Write out every one of the records below verbatim, leaving the pictures out.

# Data entries:
** START **

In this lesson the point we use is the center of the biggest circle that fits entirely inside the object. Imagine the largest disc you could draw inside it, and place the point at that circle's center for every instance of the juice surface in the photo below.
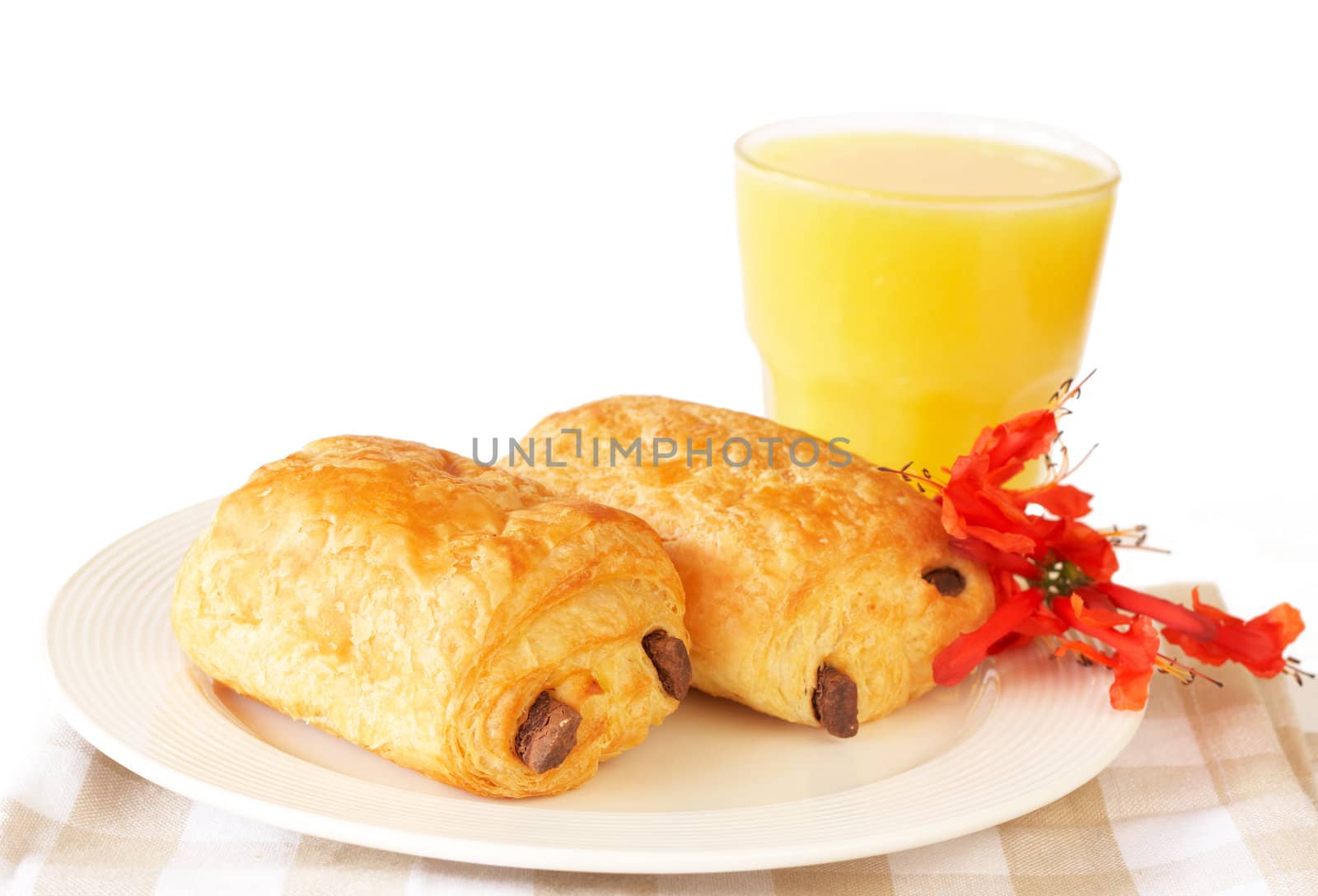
(907, 290)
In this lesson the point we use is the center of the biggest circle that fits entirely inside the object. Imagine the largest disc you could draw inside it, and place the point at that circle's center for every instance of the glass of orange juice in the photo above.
(909, 281)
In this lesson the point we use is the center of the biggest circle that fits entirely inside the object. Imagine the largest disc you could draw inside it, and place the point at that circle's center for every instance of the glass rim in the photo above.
(1006, 131)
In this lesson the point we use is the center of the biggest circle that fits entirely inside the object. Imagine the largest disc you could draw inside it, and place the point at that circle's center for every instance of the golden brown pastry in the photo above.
(816, 592)
(456, 619)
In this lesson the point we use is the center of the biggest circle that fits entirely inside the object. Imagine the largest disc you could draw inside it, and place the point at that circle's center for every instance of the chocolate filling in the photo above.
(549, 733)
(836, 702)
(671, 662)
(948, 581)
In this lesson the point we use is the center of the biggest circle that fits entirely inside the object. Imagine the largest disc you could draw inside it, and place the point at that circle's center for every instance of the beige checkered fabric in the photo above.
(1216, 794)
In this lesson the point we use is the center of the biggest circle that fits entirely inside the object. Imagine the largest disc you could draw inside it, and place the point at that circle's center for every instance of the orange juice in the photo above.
(906, 289)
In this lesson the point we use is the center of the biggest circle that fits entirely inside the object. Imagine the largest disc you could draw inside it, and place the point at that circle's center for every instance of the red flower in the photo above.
(1133, 651)
(1258, 645)
(969, 650)
(1052, 573)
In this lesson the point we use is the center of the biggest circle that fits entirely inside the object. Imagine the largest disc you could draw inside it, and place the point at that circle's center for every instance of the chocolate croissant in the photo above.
(458, 621)
(819, 590)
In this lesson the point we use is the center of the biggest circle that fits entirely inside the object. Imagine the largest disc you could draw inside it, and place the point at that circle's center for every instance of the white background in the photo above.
(230, 228)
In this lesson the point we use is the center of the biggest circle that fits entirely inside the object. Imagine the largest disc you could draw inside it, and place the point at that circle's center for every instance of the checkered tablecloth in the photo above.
(1216, 794)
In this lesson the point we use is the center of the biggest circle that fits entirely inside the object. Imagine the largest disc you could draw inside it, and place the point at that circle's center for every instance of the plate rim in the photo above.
(476, 850)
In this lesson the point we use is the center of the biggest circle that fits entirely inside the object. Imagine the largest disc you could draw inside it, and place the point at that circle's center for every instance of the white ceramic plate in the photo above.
(715, 788)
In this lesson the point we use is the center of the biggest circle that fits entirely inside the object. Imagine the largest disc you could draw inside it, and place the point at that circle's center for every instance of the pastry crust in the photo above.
(417, 604)
(788, 568)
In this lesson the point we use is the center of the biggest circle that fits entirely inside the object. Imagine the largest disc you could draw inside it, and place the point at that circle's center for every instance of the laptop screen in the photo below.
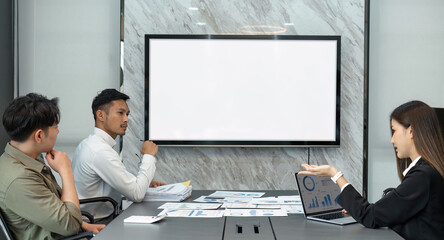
(318, 194)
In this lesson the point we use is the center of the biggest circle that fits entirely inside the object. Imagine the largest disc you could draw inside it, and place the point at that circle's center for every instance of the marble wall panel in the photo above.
(248, 168)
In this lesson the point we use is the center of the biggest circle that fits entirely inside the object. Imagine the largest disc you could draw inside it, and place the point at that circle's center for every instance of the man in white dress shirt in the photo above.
(98, 168)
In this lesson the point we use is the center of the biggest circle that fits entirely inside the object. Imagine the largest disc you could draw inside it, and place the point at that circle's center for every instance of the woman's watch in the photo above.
(337, 176)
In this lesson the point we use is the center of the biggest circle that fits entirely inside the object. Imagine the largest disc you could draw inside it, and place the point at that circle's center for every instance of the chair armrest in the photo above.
(87, 235)
(89, 216)
(386, 191)
(102, 199)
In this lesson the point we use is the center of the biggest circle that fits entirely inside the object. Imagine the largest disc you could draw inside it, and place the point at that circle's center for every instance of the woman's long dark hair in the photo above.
(426, 134)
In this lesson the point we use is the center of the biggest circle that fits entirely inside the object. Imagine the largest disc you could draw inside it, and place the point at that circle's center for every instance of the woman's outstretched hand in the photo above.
(321, 171)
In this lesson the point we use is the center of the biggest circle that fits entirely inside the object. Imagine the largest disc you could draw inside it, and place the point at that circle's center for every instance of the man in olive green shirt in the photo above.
(32, 203)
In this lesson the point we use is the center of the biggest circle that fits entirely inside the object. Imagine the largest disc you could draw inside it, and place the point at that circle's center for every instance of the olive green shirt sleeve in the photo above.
(29, 197)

** END **

# Completed task:
In this lesson the point we use is the center of the biggest circle that fits entirely inside the object. Imagine the largest disc you could draw inside it, and place the point at that circle's center for every instance of the juice surface in the photo below.
(907, 290)
In this lesson the point we use is the center of the biggest circle that fits entirely inside the object. Imagine the largest disc you could draw inside it, and place the point at that circle's center for every instance of the glass of orange juice in the photo above.
(909, 281)
In this lesson the point we use is the center of the biggest circle that fits entirely inside the object. Imagine the largest disc you could draw inside it, and place the point at that circle's center for every instance of the glass rim in the photo above.
(1006, 131)
In this lesson the point we use is the center of the biggest circle that fits entirely inside the object. Imagine the largest disc you could draw inside it, and place the point at that circle's center for every instance of the golden brown pastry in the photo above.
(816, 592)
(456, 619)
In this lesson the point we use is the center of the biggest circle that fits entirely inside the object. Imagine the largest disc you could draw inside it, and place the point at that circle's center for every instance of the chocolate filling in the photo above.
(549, 733)
(836, 702)
(671, 662)
(948, 581)
In this lesson the point we use is the center of the biggest circle that fits entirely inside the object. Imagine the largest disc you could draw inside it, and place the point at that circle's center for every instance of the beige checkered fabric in the photo above.
(1216, 794)
In this lesson the point we use is the center of the biggest circle that fits entirely inside the object. Imagine the largest disc you could draw inside it, and place the point at that circle's center for every instance of the orange juice in the photo above.
(906, 289)
In this lesson the point we use is the center of the biggest circle that fits entirely inside the object. Imagine the largest disc you could draw inside it, and place the point at that circle's center for every instance of the red flower in the photo above.
(1133, 651)
(1258, 645)
(969, 650)
(1052, 573)
In this lesson the point we use is the center of the biggest circle that fits entirely inside the object. Imagine the largest disc you could draw inside it, and place the point at that circle's center for every instance of the chocolate croissant in the photo above.
(458, 621)
(819, 590)
In this lesson the point we use is the center of the biggest circle that fits entirely inside the object. Imagine the largest disc you could draw inside it, and place the point at that circle's center for every instance of the white background in the photo above.
(230, 228)
In this lesson the point we use is the center of the biggest circle that fits entirely inside the object. Imagine the largest disc you could draw inside it, and place the point at that circle's center for every instance of the checkered tablecloth in the photo above.
(1216, 794)
In this lesson the point we use is the center of the biggest circle that fits entirely inside the object. Imagine the largest disc you could draw inside it, and place the point at that circle's center for every instance of the plate rim in the photo above.
(476, 850)
In this lesson the point we use is the center of the biggest circle that fits entirely inside the object. Imagine the largest disc you could draw inside it, and place the point at that circle's center for every instance of the white ceramic plate in the photo above.
(715, 788)
In this lesson the point we use is the center of the biggest circle that fits entirely inside the object. Imagine the largest disc you could draw inside it, and place the point at that circle's center for every instance of the pastry crust in the photo above.
(417, 604)
(788, 568)
In this lesson the point we use is the center of the biggest circle that fits entirely inside the object. Imagine the largest disc you could draw inside it, and place the point at that circle's center for every instance of the laptop screen in the photo below.
(318, 194)
In this lesson the point we use is the center of the biggest circle that fits entirely inside the object. Imagine the largest disc you could draw inside it, and place the point at that circle's center for every instance of the marble wall panel in the photo above.
(248, 168)
In this lesson the point we use is the center of the biggest circle that fits entirely inside the object. Imagine the largest disc you could draw inside it, and place the point at that circle's center for every instance of the man in white dress shirt in the photo above.
(98, 168)
In this lesson the point we use is the center of the biggest circle that fits entirely inside the object. Imagine the largest disc you could draw inside it, and place the point at that circle's center for every instance of the woman's watch in the photo above.
(337, 176)
In this lesson the point we use is the center of the biggest circle that fits entirely inside the object. Imagine the largest disc you could draw inside it, and place the point at that circle's center for every instance of the chair armrest in the photo above.
(87, 235)
(89, 216)
(386, 191)
(102, 199)
In this lesson the point we use is the center of the biggest circle that fits entirely inside the object. Imagine the largest disc you could draw inside it, and place the point at that circle's center for every instance of the woman's long dark hair in the photo above.
(426, 134)
In this lesson the point we use is the center of the biggest circle that fits entirely inside the object. Imagine the largest disc you could draw inside it, and place the point at that circle's center for every instance of the woman's outstretched hand in the photo above.
(321, 171)
In this lesson the point we use is the center of the biggest circle that fits entirely inside the object. Imagine the largest disc you could draw inside it, and place the point at that circle's center for every instance of the man in olive green shirt in the photo above.
(32, 203)
In this lesson the point we use is the center of the biggest circle that fits entirely inside the object. Imagine the largest disc you could draw inside it, and place the point at that circle's center for every instance of the olive green shirt sleeve in the photo above.
(29, 197)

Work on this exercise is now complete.